Copy out, word for word, the lines of the data below, from the line containing "the motorcycle rear" through the line containing "[[356, 50], [12, 33], [236, 39], [178, 15], [316, 44]]", both inclusive.

> **Supplied records**:
+---+
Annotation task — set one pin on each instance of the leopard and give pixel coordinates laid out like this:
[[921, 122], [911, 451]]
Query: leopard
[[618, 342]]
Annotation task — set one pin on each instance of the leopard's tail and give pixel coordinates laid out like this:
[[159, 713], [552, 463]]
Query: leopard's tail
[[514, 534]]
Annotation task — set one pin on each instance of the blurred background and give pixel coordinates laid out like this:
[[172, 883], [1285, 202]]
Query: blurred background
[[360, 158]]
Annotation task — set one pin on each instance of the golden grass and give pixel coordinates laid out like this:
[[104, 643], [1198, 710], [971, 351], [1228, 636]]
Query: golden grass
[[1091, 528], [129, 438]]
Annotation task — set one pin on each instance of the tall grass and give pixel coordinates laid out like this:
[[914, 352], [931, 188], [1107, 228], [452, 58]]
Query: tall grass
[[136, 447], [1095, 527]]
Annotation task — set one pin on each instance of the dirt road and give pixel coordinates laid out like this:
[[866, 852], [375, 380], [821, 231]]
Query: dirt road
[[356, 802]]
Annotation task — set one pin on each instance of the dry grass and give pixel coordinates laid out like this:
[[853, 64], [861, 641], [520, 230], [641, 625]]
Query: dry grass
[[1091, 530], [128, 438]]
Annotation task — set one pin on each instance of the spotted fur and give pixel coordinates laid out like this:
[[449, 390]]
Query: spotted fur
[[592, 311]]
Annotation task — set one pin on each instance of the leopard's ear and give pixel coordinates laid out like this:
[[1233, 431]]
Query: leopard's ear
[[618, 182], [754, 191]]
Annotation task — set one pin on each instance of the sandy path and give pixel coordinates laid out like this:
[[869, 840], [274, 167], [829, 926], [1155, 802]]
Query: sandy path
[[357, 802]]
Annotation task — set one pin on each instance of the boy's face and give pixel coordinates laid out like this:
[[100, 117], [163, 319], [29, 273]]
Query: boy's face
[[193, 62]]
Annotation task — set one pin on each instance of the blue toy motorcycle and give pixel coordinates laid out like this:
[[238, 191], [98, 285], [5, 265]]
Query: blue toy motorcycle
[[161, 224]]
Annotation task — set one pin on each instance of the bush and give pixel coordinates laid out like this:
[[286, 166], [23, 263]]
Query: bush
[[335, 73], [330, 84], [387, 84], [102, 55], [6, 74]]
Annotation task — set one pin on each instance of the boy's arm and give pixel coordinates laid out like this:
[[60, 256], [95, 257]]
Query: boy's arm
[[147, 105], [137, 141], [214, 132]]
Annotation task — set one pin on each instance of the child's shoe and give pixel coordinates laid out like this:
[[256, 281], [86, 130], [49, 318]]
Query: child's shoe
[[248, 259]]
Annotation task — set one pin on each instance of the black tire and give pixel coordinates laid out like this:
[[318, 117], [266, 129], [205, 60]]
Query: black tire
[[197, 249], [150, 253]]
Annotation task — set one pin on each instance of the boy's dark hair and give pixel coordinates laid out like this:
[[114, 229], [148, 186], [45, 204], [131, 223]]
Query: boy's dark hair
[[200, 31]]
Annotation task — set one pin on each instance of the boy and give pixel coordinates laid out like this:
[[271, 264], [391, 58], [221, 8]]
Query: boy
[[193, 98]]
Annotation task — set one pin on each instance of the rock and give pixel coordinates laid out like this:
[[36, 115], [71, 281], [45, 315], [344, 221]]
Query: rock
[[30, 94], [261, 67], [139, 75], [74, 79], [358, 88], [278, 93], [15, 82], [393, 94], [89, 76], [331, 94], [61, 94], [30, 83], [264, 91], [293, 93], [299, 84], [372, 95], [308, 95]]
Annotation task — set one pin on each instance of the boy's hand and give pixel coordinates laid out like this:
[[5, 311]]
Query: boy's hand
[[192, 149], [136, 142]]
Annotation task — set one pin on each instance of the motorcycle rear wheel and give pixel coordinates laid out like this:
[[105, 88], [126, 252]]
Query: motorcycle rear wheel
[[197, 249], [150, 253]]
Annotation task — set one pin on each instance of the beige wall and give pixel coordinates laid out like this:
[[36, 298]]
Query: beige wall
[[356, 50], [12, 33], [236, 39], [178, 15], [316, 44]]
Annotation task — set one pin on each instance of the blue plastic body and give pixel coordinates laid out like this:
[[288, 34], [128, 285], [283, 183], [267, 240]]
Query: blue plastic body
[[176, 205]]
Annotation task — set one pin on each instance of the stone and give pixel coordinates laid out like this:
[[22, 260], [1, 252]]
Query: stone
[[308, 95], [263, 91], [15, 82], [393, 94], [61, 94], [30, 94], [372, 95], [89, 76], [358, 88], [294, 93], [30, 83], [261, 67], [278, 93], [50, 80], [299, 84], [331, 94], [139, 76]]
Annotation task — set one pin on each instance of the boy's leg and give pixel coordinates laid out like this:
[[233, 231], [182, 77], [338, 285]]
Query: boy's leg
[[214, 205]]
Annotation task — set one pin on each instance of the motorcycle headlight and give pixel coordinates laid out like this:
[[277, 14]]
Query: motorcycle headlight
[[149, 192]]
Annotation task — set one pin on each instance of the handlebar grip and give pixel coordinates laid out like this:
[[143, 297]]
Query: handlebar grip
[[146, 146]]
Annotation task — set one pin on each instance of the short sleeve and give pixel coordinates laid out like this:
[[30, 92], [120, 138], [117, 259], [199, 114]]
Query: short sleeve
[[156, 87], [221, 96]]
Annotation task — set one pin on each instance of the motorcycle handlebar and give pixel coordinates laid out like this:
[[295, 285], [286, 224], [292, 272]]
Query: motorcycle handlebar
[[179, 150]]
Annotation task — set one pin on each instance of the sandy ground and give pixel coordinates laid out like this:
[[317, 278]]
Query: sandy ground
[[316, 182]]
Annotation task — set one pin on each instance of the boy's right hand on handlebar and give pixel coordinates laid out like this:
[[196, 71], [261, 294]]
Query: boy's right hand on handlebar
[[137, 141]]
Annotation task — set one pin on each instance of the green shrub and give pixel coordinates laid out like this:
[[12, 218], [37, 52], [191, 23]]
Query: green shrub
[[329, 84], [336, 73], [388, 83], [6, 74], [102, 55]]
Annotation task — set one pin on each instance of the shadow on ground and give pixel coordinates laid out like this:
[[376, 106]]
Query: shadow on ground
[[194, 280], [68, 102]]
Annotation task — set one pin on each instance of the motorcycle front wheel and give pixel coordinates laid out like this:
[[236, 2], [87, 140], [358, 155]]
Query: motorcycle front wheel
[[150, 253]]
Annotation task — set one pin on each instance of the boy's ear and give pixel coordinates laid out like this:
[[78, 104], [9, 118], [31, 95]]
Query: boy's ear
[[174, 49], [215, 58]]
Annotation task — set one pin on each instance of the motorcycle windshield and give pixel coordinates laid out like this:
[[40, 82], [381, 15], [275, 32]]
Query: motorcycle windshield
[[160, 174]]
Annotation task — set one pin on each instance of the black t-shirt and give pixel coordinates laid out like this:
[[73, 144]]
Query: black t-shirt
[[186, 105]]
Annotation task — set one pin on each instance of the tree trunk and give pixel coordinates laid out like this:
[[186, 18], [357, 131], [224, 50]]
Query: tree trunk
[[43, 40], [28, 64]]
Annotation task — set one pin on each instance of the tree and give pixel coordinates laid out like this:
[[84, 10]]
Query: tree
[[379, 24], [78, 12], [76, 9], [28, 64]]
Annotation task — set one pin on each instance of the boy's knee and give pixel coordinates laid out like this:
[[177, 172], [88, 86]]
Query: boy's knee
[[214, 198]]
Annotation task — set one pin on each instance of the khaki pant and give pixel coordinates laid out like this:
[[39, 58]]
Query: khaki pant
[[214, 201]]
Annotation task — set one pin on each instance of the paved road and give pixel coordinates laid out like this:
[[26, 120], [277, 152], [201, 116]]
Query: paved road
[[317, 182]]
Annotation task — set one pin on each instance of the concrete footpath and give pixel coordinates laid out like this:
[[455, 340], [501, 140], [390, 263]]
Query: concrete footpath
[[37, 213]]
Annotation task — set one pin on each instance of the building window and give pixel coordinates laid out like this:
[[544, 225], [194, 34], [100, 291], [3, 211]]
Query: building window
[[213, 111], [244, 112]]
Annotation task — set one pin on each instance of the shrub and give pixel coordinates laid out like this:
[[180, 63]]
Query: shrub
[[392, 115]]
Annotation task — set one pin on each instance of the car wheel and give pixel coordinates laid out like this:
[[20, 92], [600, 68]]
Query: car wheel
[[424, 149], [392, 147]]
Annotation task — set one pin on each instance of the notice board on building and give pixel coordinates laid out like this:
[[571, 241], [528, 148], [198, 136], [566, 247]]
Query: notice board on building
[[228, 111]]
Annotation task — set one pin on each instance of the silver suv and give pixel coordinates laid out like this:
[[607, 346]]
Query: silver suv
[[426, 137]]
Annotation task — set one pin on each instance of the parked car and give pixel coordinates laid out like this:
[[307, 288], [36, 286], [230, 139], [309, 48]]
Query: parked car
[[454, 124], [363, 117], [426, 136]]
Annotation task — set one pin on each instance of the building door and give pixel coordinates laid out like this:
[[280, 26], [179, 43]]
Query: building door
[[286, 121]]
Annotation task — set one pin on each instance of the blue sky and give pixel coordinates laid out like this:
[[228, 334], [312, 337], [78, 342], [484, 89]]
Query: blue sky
+---+
> **Response to this exercise**:
Annotation task — set one pin on each instance of the motorcycle rear wheel and give pixel coordinates laid out like this:
[[105, 88], [126, 252]]
Query: motorcycle rear wheel
[[197, 249], [150, 253]]
Annotation task — set one pin on each instance of the beige wall and give pixel coordinates laid out like this:
[[36, 298]]
Query: beige wall
[[356, 50], [12, 33], [236, 39], [178, 15], [316, 44]]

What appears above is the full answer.